→ The problem:
A word-for-word copy of every entry below is required; the images do not belong in it.

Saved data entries

———

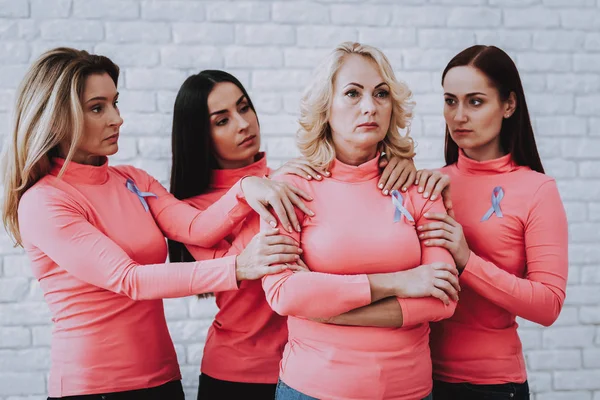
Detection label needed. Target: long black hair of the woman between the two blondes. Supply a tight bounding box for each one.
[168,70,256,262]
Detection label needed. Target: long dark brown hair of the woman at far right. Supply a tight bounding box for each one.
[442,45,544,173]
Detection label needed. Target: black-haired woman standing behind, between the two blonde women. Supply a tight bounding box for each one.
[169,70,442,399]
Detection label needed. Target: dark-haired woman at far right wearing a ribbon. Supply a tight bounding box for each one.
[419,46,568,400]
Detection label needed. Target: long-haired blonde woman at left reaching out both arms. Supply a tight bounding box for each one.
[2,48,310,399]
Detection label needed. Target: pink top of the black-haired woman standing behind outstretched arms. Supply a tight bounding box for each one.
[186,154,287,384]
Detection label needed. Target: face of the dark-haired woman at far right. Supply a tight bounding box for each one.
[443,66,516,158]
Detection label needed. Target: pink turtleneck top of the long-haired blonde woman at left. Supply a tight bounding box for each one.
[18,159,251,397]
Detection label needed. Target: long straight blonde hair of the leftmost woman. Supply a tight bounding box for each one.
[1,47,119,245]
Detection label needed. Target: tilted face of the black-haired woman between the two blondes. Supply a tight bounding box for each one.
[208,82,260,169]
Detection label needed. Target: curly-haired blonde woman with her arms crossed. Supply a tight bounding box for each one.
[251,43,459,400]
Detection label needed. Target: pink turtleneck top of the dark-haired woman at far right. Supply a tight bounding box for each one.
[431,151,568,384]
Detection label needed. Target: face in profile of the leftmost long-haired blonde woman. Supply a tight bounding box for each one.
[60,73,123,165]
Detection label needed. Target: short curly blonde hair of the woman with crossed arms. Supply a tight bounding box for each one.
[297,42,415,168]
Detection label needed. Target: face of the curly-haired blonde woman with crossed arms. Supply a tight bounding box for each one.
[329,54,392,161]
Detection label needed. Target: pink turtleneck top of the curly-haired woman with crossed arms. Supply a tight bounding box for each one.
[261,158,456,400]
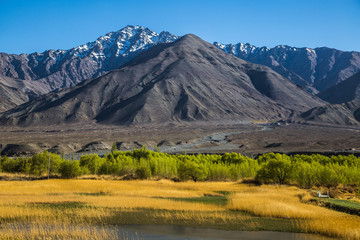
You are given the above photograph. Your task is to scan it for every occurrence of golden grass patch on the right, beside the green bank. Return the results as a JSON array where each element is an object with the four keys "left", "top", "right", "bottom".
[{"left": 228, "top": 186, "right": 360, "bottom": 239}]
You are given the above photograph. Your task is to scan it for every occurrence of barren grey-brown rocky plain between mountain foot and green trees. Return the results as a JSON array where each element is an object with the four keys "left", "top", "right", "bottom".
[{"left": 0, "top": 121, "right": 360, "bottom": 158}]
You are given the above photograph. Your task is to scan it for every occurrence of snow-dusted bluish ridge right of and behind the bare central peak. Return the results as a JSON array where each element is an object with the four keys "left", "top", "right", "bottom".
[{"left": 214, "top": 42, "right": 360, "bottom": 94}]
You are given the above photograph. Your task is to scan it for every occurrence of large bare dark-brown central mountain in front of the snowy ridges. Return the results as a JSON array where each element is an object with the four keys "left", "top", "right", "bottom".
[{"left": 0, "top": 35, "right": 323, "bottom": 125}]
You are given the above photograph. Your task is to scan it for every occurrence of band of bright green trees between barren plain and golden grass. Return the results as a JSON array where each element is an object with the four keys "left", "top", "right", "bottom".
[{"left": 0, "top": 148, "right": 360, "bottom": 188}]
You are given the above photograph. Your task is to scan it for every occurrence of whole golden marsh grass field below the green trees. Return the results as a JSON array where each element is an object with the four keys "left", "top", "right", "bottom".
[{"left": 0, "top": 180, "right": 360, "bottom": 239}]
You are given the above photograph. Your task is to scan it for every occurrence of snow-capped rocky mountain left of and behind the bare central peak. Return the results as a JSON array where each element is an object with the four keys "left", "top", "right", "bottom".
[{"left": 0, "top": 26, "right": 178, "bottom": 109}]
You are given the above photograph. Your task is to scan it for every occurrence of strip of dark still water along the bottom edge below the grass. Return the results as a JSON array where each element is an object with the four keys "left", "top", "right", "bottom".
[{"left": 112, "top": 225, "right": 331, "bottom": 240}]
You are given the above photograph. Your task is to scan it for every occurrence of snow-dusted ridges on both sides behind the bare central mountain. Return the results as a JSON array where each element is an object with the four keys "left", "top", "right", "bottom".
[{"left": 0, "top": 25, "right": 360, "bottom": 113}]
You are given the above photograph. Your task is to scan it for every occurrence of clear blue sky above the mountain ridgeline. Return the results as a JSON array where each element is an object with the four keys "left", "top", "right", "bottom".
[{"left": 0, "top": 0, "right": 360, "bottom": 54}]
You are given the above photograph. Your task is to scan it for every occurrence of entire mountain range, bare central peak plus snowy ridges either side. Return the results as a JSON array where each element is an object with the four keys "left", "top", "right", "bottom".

———

→ Response area:
Detection label needed. Target: long black hair of the woman between the two blondes. Supply a tight bounding box for each one.
[168,70,256,262]
Detection label needed. Target: long dark brown hair of the woman at far right. Supply a tight bounding box for each one.
[442,45,544,173]
Detection label needed. Target: black-haired woman standing behind, between the two blonde women. Supply a tight bounding box for each one.
[169,70,442,399]
Detection label needed. Target: dark-haired woman at far right wearing a ribbon. Supply a tight bounding box for each one.
[419,46,568,400]
Detection label needed. Target: long-haired blonde woman at left reaching out both arms. Supply a tight bounding box for each one.
[2,48,310,399]
Detection label needed. Target: pink top of the black-haired woman standing behind outstretched arms. Supply a tight bounding box for each one.
[186,154,287,384]
Detection label needed. Target: face of the dark-haired woman at far right. Supply a tight bounding box for each one.
[443,66,516,158]
Detection label needed. Target: pink turtleneck top of the long-haired blonde woman at left. Supply a tight bounding box for each one.
[18,159,251,397]
Detection label needed. Target: long straight blonde hair of the leftmost woman. Supply a tight bounding box for each one.
[1,47,119,245]
Detection label needed. Target: tilted face of the black-haired woman between the two blondes. Supply a tight bounding box for each one.
[208,82,260,169]
Detection label needed. Target: curly-haired blonde woman with her arms crossed. Supply a tight bounding box for each one.
[251,43,459,400]
Detection label needed. Target: pink turtleneck top of the dark-haired woman at far right. Supply a tight bounding box for each one.
[431,151,568,384]
Detection label needed. Target: face in profile of the leftmost long-haired blonde woman. Supply a tight bounding box for each one.
[60,73,123,165]
Detection label needed. Target: short curly blonde hair of the woman with crossed arms. Supply a tight bounding box for each one.
[297,42,415,168]
Detection label needed. Target: face of the curly-haired blonde woman with crossed arms. Supply a tight bounding box for each one.
[329,54,392,161]
Detection label needed. Target: pink turtleneck top of the curly-haired woman with crossed arms. Supply a tight bounding box for each one.
[261,158,456,400]
You are given the above photograph. Your task is to scan it for every occurrence of golden grass patch on the right, beside the green bank. Return the results as a JSON array where each element is an object with the four keys "left", "top", "right", "bottom".
[{"left": 228, "top": 186, "right": 360, "bottom": 239}]
You are given the above photograph. Your task is to scan it for every occurrence of barren grey-brown rocky plain between mountain foot and green trees. Return the results as a JSON array where each element is an object with the four keys "left", "top", "right", "bottom".
[{"left": 0, "top": 121, "right": 360, "bottom": 158}]
You are given the above photograph. Your task is to scan it for every occurrence of snow-dusted bluish ridge right of and behind the bare central peak. Return the results as a JSON array where each element is an object with the four keys "left", "top", "right", "bottom".
[{"left": 214, "top": 42, "right": 360, "bottom": 94}]
You are given the above photograph. Your task is to scan it for every occurrence of large bare dark-brown central mountain in front of the snowy ridges. Return the results as a JSON array where each element is an object with the four keys "left", "top", "right", "bottom".
[{"left": 0, "top": 35, "right": 323, "bottom": 125}]
You are given the above photograph. Your task is to scan it for every occurrence of band of bright green trees between barren plain and golden grass. Return the results as a JSON array where each element is an object with the four keys "left", "top", "right", "bottom".
[{"left": 0, "top": 148, "right": 360, "bottom": 188}]
You are given the above photograph. Your task is to scan it for every occurrence of whole golden marsh grass field below the green trees. Return the results as a JSON array where each element is an object with the four keys "left", "top", "right", "bottom".
[{"left": 0, "top": 180, "right": 360, "bottom": 239}]
You are given the above photograph. Your task is to scan it for every occurrence of snow-capped rocky mountain left of and behind the bare central peak. Return the results as a JSON array where each element is an object with the four keys "left", "top", "right", "bottom".
[{"left": 0, "top": 26, "right": 178, "bottom": 109}]
You are given the above photograph. Your task is to scan it for every occurrence of strip of dark still water along the bottom edge below the grass. Return the results as a JSON array where each element is an object with the four keys "left", "top", "right", "bottom".
[{"left": 112, "top": 225, "right": 331, "bottom": 240}]
You are given the above photograph. Your task is to scan it for every occurrence of snow-dusted ridges on both sides behind the bare central mountain. Return the results as a JSON array where each element is an object with the four keys "left", "top", "right", "bottom".
[{"left": 0, "top": 25, "right": 360, "bottom": 113}]
You are given the above photograph. Your task is to scan it for every occurrence of clear blue sky above the mountain ridgeline. Return the results as a JSON array where each element is an object with the four keys "left", "top", "right", "bottom".
[{"left": 0, "top": 0, "right": 360, "bottom": 54}]
You are given the above photograph. Your task is to scan it for every occurrence of entire mountain range, bare central peak plus snowy ridges either side. Return the results as a JSON array where each element is an object with the four keys "left", "top", "right", "bottom".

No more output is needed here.